§ **Selected passage**:
Key factor in brain development revealed, offers insight into disorder

- 26 Mar 2008
By University of California - San Francisco   
Page 2 of 3

Scientists have had evidence that, in addition to their role in migration in immature nerve cells, the human and mouse forms of the gene may play a role in cell division and proliferation processes in radial glial progenitor cells. However, scientists have not known what that role would be. Nor have they known what role, if any, the gene plays earlier on in brain development -- in neuroepithelial stem cells, themselves.

In their study, reported in the Feb. 8 issue of Cell, the scientists investigated embryonic mice genetically engineered to completely lack Lis1 in their cells at various stages of embryonic development. In a surprising finding, they discovered that Lis1 is essential for cell division in neuroepithelial stem cells. It also is important, though not essential, for cell division in the radial glial progenitor cells.

Lis 1, they showed, plays a critical role in ensuring that neuroepithelial stem cells divide symmetrically, so that both daughter cells receive the full set of duplicated chromosomes and the molecular components that support cell functions. It does so by helping regulate the orientation of the cells’ mitotic spindles -- the microtubules that draw the two sets of chromosomes into position on either side of the dividing mother cell and that demarcate, at their center, the cleavage point of cell division.

Specifically, Lis 1 makes sure that the mitotic spindle is oriented perpendicular to the top and base components of the neuroepithelial stem cells, so that each daughter cell not only receives the appropriate genetic material but also contains molecular components at the top and bottom, or the basal and apical, portion of the cell membrane, respectively.

“In neuroepithelial stem cells, the apical and basal plasma membranes are only a tiny fraction of the total cell membrane, so the orientation of division must be precisely controlled either to make sure that both sides of each of the daughter cells are attached at both the apical and basal surfaces as they rapidly divide or to distribute apical and basal components equally to the daughter cells,” says Wynshaw-Boris.

The scientists hypothesize that Lis1 carries out the role by directing the movement of a molecular motor known as dynein to the surface of both sides of the cell membrane. There, dynein takes a fixed position and, like a molecular hook, pulls the microtubules that emanate from the middle of the cell toward it.

§ **Prompt**:
Copy the Lis1 brain-development article from the words "Lis 1, they" and stop after "of cell division.", changing "cleavage point" to "division plane".

§ **Information shown**:
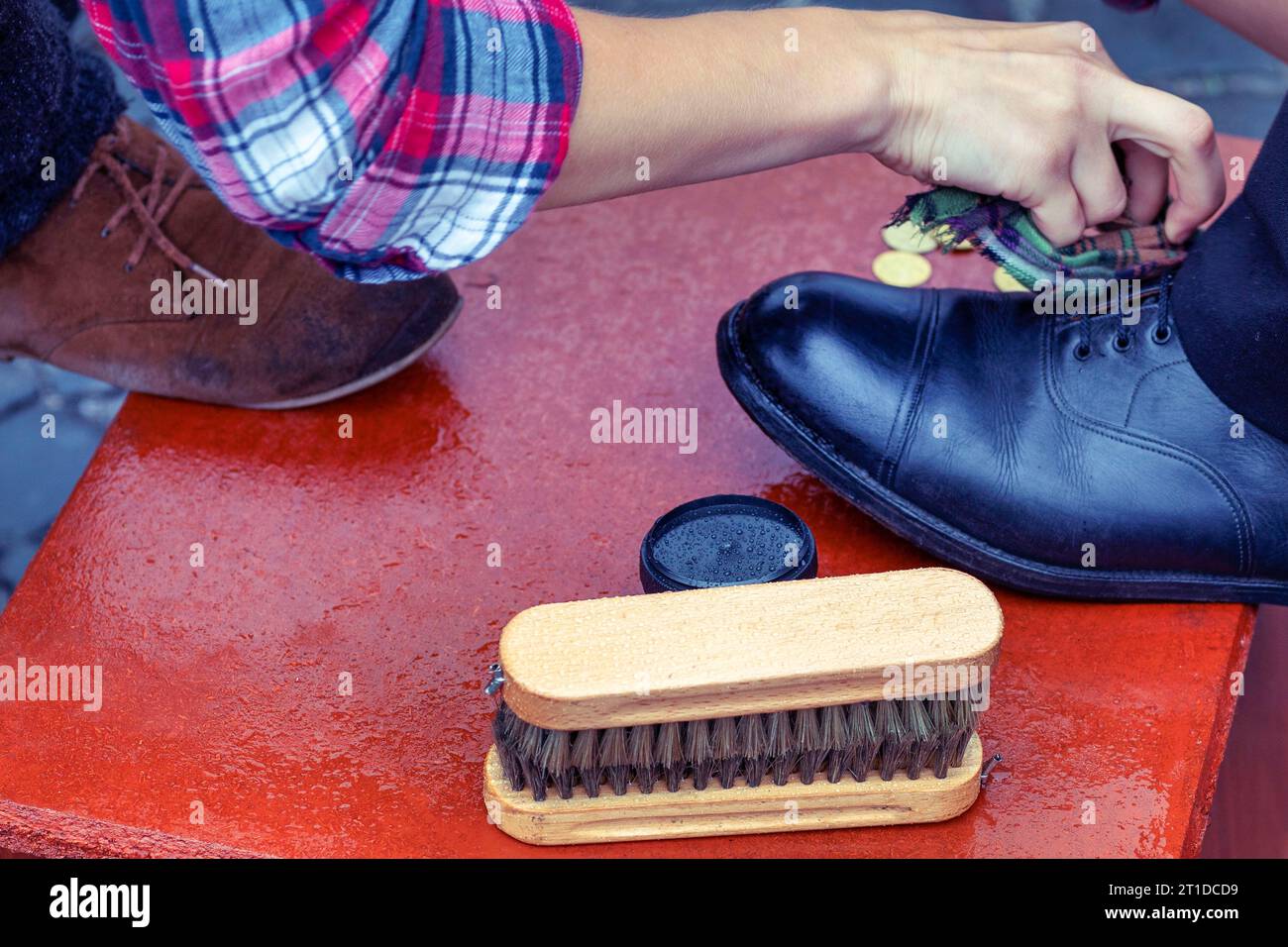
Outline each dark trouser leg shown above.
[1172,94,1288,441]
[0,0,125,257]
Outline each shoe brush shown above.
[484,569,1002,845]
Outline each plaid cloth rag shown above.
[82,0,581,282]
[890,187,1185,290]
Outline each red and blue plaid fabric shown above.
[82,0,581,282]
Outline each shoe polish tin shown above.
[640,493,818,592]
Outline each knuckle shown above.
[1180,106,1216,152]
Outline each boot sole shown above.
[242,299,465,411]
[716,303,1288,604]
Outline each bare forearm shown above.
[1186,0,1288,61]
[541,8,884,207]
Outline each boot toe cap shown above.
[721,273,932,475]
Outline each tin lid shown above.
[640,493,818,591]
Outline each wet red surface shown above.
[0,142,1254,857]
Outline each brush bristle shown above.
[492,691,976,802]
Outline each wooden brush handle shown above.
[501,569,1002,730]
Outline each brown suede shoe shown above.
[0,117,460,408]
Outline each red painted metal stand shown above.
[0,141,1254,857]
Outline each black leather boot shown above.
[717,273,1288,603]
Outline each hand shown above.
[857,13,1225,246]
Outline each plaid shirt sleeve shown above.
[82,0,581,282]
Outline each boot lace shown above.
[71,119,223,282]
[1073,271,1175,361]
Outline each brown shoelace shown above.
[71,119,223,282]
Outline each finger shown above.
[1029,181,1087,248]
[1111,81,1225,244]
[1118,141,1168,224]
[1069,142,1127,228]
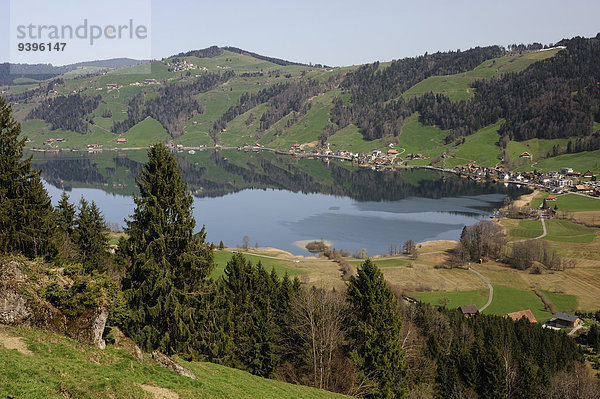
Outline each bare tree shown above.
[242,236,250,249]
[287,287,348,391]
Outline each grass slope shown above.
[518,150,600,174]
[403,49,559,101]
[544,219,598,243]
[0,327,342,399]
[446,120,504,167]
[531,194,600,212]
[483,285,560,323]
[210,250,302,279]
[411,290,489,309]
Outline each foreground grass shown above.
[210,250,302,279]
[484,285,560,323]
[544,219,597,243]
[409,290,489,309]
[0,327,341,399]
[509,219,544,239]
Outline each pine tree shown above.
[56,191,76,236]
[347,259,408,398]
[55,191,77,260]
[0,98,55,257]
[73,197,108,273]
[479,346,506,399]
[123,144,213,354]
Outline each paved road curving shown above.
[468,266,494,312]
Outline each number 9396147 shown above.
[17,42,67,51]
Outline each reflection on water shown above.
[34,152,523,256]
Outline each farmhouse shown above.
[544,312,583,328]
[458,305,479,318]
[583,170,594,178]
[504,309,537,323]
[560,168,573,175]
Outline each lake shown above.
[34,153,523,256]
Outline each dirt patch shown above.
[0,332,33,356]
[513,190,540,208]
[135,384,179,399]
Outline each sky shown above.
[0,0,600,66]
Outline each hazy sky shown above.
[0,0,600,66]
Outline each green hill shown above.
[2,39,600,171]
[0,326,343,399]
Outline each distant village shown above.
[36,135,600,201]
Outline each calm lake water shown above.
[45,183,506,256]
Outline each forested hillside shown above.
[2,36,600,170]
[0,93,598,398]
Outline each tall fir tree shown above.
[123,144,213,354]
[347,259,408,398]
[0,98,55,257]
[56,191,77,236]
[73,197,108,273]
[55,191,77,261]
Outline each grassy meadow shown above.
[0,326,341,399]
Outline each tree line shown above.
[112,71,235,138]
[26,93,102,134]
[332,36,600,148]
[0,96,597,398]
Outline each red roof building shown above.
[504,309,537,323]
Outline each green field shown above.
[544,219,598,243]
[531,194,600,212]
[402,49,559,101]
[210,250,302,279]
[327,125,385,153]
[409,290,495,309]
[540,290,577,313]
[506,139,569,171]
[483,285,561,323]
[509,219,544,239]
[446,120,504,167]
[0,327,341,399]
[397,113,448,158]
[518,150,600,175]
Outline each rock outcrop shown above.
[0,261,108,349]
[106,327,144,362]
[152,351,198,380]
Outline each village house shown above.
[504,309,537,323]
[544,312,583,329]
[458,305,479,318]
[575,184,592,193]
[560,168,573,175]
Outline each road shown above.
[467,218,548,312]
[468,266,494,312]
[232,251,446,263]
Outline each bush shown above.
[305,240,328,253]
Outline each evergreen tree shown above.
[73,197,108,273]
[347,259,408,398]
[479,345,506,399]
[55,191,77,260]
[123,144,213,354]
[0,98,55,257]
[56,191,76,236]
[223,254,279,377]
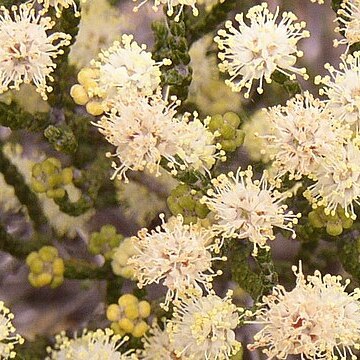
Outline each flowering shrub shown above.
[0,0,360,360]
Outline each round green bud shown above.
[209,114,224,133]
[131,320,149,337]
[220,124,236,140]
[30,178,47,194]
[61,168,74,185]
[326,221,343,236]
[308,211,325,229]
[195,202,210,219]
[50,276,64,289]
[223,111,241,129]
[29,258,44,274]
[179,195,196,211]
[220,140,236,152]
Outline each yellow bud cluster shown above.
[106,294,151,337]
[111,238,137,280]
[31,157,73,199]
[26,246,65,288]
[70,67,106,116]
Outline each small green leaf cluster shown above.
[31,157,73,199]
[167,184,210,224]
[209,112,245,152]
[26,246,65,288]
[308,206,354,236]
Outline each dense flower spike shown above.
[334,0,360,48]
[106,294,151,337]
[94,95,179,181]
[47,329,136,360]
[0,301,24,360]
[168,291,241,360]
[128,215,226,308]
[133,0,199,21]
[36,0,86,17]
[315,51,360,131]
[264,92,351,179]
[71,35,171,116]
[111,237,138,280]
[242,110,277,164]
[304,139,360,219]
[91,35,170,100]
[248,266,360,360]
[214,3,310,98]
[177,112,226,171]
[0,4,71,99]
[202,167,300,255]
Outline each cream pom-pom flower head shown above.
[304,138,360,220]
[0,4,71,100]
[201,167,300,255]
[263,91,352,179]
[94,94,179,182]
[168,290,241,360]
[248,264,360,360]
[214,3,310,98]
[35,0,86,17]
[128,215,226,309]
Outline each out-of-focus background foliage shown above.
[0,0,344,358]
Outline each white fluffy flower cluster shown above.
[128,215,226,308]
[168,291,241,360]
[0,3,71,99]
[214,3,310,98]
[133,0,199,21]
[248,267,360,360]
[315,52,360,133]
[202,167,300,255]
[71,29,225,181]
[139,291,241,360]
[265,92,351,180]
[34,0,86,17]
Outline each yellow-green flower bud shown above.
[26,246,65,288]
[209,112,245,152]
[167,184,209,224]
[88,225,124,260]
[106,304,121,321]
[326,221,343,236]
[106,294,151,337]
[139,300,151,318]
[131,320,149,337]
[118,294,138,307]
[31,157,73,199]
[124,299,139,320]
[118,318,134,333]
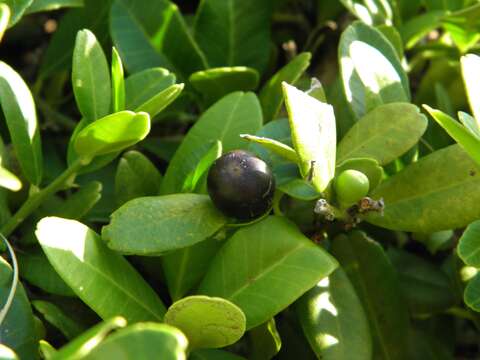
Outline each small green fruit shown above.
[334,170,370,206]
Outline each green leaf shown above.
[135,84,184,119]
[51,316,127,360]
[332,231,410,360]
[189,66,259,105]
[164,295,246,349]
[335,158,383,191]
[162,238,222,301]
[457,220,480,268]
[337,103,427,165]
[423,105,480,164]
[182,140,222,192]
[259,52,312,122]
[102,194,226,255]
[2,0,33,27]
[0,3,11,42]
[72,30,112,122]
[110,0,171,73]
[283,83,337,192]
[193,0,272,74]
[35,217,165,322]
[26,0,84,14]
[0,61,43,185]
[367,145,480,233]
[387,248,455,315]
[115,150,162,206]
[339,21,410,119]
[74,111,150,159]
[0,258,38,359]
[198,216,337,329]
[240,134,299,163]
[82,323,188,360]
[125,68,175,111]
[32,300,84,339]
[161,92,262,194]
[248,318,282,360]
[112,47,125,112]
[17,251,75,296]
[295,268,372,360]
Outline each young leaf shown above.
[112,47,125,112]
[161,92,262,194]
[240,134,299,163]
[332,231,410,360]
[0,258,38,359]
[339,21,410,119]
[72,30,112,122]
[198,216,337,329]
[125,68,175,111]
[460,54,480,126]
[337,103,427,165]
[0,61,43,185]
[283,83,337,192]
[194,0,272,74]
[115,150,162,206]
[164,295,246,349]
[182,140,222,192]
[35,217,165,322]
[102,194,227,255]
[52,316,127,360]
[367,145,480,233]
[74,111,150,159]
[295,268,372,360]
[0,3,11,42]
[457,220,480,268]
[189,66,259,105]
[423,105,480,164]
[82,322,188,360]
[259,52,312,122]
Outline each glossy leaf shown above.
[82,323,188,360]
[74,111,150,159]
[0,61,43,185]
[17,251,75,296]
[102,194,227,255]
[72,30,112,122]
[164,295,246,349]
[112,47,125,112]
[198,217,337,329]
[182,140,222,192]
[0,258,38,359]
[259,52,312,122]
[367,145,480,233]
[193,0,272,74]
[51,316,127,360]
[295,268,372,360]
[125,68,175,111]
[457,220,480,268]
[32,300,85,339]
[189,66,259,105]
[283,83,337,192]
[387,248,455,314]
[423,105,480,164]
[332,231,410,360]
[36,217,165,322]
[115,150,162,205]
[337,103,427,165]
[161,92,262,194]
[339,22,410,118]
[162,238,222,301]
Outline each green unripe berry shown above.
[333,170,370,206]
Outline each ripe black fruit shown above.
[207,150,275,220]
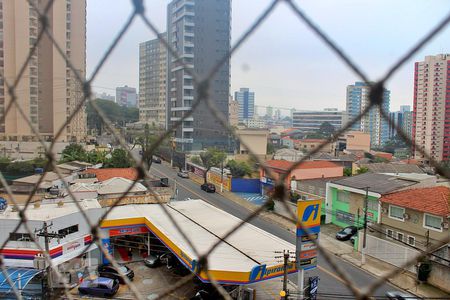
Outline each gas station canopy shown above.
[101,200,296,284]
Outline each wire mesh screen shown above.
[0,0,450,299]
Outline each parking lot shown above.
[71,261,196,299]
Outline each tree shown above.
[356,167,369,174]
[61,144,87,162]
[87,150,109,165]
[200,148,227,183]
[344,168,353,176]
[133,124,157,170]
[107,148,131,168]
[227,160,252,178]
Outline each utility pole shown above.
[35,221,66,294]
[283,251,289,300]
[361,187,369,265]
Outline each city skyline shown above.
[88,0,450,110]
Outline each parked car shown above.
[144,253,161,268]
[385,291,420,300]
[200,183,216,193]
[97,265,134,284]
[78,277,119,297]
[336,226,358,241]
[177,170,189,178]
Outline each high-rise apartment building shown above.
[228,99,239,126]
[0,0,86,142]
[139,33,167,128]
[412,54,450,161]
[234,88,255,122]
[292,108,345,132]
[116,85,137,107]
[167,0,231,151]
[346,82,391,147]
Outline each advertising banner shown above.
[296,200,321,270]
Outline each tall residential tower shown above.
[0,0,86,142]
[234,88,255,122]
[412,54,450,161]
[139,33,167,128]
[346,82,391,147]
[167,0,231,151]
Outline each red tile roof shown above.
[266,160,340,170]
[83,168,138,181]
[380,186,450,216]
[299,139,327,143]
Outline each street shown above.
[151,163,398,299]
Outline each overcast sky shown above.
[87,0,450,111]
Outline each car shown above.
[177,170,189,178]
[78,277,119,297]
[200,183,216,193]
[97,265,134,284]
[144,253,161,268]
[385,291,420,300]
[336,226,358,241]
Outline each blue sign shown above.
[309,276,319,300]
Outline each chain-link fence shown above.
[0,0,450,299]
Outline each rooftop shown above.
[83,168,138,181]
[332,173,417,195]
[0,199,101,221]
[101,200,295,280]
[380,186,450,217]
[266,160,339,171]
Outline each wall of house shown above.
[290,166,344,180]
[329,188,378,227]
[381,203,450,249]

§ **Problem solution**:
Lis 1, they showed, plays a critical role in ensuring that neuroepithelial stem cells divide symmetrically, so that both daughter cells receive the full set of duplicated chromosomes and the molecular components that support cell functions. It does so by helping regulate the orientation of the cells’ mitotic spindles -- the microtubules that draw the two sets of chromosomes into position on either side of the dividing mother cell and that demarcate, at their center, the division plane of cell division.